WORK ORDER: Could you find every line in the entries below that holds the word "target" and copy it?

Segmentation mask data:
▶

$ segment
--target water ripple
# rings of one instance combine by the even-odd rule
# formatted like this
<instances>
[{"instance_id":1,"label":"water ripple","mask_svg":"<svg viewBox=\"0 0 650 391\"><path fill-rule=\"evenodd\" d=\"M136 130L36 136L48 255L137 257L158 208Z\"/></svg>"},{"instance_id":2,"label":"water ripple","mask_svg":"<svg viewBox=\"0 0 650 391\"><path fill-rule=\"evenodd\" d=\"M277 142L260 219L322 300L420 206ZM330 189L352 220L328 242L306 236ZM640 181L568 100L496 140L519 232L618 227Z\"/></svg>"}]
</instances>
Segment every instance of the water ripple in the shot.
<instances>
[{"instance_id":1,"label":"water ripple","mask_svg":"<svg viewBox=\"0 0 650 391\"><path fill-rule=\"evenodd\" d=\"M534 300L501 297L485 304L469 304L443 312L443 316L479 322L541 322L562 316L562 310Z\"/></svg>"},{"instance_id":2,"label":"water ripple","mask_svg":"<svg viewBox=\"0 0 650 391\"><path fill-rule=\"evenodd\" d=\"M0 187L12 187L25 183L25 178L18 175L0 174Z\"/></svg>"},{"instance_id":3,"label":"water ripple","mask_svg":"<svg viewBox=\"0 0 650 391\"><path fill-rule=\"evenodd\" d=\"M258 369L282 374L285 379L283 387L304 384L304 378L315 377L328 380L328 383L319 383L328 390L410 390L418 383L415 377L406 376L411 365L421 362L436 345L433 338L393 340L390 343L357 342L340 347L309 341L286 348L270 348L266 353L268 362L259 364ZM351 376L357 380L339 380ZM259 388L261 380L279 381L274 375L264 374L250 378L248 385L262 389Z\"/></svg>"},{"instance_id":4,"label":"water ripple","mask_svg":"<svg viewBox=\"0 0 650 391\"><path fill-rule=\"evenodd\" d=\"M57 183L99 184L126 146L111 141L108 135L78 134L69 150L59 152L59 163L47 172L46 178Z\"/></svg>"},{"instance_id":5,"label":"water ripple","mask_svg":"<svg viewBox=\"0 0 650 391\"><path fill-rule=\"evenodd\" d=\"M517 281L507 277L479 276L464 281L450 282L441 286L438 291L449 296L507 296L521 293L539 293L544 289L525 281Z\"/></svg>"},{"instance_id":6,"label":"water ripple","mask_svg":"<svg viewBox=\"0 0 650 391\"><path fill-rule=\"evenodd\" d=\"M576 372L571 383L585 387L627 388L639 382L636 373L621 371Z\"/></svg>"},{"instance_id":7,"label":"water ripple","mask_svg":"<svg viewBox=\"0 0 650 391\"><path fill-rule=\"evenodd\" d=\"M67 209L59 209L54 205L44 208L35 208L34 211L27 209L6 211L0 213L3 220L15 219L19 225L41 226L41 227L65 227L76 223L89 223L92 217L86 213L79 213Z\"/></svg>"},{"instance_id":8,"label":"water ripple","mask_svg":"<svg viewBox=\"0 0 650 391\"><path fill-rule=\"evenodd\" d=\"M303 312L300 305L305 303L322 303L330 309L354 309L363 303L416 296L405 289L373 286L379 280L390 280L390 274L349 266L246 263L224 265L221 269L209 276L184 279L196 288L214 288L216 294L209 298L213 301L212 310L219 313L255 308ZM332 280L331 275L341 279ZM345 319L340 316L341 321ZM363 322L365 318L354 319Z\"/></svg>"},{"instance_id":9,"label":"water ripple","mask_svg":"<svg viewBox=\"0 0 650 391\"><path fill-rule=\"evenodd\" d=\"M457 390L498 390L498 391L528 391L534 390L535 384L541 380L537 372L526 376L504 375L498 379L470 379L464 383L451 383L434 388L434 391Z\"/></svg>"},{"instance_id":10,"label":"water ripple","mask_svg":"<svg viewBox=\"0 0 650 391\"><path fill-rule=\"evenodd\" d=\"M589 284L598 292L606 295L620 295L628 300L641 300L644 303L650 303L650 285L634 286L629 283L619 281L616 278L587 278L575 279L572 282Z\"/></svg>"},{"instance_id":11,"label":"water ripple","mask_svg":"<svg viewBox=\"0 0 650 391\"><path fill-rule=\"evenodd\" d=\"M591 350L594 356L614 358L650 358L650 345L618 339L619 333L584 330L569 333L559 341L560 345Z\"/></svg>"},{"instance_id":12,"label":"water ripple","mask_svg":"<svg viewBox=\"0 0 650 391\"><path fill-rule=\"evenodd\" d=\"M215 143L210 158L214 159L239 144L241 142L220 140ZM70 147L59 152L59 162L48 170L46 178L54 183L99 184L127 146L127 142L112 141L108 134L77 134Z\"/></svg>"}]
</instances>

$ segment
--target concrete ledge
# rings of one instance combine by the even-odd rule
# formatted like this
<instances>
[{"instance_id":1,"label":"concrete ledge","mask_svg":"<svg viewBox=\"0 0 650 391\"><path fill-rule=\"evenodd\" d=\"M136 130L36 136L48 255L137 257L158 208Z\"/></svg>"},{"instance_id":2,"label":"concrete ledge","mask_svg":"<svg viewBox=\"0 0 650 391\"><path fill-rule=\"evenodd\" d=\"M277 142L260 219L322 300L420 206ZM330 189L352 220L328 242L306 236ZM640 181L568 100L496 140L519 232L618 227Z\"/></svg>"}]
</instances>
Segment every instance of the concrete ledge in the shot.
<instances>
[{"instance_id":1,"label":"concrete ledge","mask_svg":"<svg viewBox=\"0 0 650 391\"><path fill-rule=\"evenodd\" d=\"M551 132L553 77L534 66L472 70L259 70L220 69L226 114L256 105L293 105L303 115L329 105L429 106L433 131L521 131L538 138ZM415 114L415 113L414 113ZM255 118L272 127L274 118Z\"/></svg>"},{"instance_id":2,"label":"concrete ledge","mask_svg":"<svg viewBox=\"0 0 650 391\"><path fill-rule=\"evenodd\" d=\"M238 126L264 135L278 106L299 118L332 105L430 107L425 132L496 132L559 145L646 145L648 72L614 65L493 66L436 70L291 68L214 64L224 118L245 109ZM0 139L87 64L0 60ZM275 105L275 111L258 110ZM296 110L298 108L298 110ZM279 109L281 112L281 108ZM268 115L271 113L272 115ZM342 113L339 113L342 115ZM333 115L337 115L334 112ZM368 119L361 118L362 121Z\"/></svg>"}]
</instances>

◀

EXERCISE RESPONSE:
--target water ripple
--target concrete ledge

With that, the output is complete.